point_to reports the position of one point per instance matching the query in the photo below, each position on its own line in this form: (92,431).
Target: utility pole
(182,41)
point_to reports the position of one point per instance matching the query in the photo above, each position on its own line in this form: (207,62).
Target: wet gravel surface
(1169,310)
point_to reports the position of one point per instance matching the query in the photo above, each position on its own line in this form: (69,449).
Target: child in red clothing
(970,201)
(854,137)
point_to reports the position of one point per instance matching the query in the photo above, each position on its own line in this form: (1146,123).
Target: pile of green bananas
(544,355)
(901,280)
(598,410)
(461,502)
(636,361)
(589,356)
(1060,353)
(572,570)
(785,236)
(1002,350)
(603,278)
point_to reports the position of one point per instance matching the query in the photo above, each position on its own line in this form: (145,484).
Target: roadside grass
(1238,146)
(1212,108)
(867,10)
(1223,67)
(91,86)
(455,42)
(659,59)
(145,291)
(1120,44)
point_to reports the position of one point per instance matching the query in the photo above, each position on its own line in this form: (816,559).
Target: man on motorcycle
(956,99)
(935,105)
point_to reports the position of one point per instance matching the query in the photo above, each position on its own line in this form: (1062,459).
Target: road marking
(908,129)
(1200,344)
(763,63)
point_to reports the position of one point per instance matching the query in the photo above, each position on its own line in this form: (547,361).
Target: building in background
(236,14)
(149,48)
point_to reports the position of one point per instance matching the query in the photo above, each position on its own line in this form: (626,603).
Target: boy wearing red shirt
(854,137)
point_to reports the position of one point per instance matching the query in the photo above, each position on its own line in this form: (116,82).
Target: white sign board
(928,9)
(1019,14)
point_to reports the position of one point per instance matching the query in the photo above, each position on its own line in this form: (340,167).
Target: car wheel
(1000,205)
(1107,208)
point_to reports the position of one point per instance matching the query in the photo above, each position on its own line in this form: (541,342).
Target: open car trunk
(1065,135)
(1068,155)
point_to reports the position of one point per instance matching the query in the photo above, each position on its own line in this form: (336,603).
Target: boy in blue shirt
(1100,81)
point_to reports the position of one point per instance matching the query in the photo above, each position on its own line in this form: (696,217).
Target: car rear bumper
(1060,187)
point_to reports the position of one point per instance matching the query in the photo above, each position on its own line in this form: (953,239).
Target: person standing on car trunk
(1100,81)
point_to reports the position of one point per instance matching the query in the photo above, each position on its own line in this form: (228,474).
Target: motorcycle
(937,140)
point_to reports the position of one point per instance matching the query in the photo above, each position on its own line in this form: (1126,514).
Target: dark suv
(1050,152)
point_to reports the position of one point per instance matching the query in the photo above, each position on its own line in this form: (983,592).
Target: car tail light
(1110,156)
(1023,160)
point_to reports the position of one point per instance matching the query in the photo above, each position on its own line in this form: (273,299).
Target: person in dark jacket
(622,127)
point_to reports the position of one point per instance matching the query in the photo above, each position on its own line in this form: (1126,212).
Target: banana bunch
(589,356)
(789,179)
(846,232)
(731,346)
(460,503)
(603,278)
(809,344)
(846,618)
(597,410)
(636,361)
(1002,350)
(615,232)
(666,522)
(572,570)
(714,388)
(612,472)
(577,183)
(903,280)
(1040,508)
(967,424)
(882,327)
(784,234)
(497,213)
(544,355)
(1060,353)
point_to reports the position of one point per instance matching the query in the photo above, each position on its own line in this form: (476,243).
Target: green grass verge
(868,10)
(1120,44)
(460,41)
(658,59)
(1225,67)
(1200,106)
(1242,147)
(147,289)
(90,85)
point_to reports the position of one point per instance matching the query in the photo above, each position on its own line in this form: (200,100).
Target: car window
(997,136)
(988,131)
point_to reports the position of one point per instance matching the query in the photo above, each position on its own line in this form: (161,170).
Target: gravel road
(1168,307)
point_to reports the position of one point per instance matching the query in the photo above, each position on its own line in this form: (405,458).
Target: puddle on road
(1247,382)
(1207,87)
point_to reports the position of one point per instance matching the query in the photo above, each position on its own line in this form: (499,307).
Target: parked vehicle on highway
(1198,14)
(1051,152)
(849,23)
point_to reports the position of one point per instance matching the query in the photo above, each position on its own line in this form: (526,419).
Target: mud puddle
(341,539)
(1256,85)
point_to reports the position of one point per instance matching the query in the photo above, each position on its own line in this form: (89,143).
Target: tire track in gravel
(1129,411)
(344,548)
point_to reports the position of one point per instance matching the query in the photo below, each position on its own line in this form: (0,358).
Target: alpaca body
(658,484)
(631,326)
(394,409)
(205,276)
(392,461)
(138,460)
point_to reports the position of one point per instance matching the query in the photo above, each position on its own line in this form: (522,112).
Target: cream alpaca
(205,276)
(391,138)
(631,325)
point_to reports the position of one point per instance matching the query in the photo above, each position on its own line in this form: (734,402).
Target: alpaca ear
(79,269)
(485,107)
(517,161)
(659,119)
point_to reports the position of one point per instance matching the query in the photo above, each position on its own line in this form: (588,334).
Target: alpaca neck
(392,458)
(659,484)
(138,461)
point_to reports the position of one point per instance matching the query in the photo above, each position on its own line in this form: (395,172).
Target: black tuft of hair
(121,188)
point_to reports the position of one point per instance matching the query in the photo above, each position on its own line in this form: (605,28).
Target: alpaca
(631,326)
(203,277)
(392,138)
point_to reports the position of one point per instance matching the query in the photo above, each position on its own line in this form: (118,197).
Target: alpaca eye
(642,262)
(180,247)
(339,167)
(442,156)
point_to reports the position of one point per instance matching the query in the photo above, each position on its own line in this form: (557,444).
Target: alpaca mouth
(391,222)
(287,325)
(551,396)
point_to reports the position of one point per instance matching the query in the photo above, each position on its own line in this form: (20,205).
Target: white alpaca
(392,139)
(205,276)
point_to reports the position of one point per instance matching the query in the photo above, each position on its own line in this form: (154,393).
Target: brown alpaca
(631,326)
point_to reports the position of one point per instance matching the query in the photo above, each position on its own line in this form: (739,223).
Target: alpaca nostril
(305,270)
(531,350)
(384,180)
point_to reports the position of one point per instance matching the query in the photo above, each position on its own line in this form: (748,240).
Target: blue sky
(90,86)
::::::::::
All lines of the records above that carry the word "below" should be listed.

point_to reports the position of one point per instance matching the query in the photo below, each position on its own line in this form: (92,431).
point_to reports the position of one point per instance matching the query in the photo below, each position on its own line in this form: (0,358).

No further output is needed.